**A run of records**.
-- Start --

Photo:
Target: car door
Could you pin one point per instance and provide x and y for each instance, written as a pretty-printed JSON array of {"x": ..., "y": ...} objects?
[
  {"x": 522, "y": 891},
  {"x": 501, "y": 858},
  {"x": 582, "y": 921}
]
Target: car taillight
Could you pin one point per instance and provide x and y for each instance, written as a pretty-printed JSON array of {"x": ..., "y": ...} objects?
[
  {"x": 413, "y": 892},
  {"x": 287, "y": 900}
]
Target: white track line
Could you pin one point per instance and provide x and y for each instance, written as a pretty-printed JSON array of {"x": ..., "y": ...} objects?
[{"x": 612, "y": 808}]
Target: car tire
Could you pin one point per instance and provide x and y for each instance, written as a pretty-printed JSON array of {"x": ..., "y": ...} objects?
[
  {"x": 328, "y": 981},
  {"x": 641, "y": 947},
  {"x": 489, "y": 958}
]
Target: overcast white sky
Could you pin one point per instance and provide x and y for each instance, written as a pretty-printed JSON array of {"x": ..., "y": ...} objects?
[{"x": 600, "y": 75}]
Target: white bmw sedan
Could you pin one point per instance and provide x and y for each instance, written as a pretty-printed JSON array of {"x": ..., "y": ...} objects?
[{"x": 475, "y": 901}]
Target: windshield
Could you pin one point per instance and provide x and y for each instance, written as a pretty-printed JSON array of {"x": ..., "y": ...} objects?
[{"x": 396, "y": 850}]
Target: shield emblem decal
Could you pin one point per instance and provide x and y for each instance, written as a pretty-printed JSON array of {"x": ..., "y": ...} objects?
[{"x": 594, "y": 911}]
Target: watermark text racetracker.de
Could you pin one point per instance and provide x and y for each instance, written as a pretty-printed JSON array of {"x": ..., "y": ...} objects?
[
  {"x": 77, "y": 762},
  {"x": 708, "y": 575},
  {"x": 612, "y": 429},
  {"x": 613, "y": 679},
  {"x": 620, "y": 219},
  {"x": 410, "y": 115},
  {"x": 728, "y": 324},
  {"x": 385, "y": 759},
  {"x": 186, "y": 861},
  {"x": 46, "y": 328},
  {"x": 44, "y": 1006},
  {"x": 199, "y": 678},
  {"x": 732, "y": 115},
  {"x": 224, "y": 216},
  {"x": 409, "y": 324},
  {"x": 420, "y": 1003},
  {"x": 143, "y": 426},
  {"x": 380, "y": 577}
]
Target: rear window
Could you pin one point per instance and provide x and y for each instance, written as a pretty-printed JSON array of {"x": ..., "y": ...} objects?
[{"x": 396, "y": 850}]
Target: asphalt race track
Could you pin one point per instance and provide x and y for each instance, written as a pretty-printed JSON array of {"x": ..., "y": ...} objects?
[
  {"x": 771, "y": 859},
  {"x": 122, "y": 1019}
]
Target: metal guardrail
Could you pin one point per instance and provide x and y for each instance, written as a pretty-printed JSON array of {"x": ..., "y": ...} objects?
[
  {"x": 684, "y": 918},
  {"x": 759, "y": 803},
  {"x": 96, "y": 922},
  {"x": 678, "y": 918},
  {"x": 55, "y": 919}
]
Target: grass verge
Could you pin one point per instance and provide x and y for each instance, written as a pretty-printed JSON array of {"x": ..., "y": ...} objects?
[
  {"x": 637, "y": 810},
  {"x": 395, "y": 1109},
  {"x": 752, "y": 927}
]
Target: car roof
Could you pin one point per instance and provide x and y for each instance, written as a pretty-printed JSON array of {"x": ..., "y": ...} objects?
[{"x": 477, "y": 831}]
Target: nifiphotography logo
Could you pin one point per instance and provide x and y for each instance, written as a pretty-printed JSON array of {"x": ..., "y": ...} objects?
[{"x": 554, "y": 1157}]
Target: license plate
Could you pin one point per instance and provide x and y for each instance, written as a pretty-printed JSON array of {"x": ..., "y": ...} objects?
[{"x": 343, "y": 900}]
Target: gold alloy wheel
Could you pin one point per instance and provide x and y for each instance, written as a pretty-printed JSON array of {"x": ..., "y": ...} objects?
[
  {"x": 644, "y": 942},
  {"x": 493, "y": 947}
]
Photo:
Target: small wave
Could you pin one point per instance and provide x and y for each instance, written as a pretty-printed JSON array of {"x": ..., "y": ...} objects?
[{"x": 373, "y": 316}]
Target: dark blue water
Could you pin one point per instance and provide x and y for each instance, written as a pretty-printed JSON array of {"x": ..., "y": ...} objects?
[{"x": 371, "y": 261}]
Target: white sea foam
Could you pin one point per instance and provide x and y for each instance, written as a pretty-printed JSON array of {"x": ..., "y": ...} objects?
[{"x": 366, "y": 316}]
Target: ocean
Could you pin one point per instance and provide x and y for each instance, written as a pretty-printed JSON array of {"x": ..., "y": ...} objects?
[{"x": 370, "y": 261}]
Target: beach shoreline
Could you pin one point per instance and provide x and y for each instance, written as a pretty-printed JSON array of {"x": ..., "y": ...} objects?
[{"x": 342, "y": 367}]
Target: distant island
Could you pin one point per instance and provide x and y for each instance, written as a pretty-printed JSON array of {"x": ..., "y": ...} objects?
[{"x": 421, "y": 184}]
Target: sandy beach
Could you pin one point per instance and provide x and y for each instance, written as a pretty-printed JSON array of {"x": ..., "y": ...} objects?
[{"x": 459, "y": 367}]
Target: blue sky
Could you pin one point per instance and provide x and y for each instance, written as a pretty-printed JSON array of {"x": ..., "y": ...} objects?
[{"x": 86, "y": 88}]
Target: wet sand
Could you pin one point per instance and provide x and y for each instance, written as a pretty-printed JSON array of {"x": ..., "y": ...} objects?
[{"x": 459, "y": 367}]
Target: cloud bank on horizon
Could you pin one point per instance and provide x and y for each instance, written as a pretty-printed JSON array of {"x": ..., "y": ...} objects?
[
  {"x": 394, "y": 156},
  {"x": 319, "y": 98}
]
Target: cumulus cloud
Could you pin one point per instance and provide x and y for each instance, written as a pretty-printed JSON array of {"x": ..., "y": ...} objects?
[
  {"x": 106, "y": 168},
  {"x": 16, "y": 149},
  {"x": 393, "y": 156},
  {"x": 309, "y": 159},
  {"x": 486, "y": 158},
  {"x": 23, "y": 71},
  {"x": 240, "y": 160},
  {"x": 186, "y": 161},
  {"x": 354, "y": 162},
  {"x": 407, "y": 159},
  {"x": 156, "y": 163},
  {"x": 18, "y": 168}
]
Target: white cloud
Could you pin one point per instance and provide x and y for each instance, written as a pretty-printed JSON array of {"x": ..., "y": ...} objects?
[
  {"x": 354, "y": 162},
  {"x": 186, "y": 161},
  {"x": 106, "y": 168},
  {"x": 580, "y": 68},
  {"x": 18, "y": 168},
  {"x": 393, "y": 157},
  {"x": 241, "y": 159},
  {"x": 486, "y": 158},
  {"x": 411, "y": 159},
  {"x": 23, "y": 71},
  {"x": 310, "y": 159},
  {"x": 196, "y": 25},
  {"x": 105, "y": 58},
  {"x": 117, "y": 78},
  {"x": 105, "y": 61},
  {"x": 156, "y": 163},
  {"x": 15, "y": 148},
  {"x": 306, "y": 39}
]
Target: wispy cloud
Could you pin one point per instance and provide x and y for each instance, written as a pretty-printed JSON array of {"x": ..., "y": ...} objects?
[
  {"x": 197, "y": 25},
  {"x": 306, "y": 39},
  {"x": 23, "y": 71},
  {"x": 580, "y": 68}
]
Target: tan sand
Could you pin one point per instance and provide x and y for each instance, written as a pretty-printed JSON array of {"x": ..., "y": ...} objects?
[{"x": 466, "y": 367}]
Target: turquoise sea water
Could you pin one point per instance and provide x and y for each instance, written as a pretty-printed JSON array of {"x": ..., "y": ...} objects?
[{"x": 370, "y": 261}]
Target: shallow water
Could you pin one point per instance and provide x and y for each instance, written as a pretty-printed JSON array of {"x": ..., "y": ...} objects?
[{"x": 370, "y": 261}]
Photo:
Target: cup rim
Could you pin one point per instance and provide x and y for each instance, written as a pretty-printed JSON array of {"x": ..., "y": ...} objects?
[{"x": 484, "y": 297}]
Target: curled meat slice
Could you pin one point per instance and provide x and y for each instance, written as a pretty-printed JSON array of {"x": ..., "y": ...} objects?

-- End --

**EXERCISE DESCRIPTION**. Send back exactly the lines from the line with "Target: white cloud" through the end of the records.

**CORRECT RESPONSE**.
Target: white cloud
Could you pin one point per instance and provide x and y for each instance, written as a pretty-printed JSON array of {"x": ..., "y": ...} objects?
[
  {"x": 354, "y": 162},
  {"x": 186, "y": 161},
  {"x": 106, "y": 168},
  {"x": 580, "y": 68},
  {"x": 18, "y": 168},
  {"x": 393, "y": 157},
  {"x": 241, "y": 159},
  {"x": 486, "y": 158},
  {"x": 411, "y": 159},
  {"x": 23, "y": 71},
  {"x": 310, "y": 159},
  {"x": 196, "y": 25},
  {"x": 105, "y": 58},
  {"x": 117, "y": 78},
  {"x": 105, "y": 61},
  {"x": 156, "y": 163},
  {"x": 15, "y": 148},
  {"x": 306, "y": 39}
]
Target: wispy cloud
Could you pin one point per instance and provide x and y for each instance, written as a pretty-printed JSON array of {"x": ..., "y": ...} objects?
[
  {"x": 197, "y": 25},
  {"x": 306, "y": 39},
  {"x": 23, "y": 71},
  {"x": 580, "y": 68}
]
Target: tan sand
Could you pin one point per instance and provide x and y for each instance, written as a pretty-printed JSON array of {"x": ..., "y": ...} objects?
[{"x": 466, "y": 367}]
Target: turquoise sea water
Could you pin one point per instance and provide x and y for each instance, written as a pretty-printed JSON array of {"x": ..., "y": ...} objects?
[{"x": 370, "y": 261}]
Target: shallow water
Could you pin one point per instance and provide x and y for each instance, written as a pretty-printed JSON array of {"x": ..., "y": ...} objects?
[{"x": 370, "y": 261}]
Photo:
Target: cup rim
Could you pin one point per instance and provide x and y for each instance, written as a pretty-printed JSON array of {"x": ..., "y": ...} objects?
[{"x": 484, "y": 297}]
Target: curled meat slice
Could you pin one point per instance and provide x and y for each instance, written as a pretty-printed JSON array of {"x": ..., "y": ...} objects?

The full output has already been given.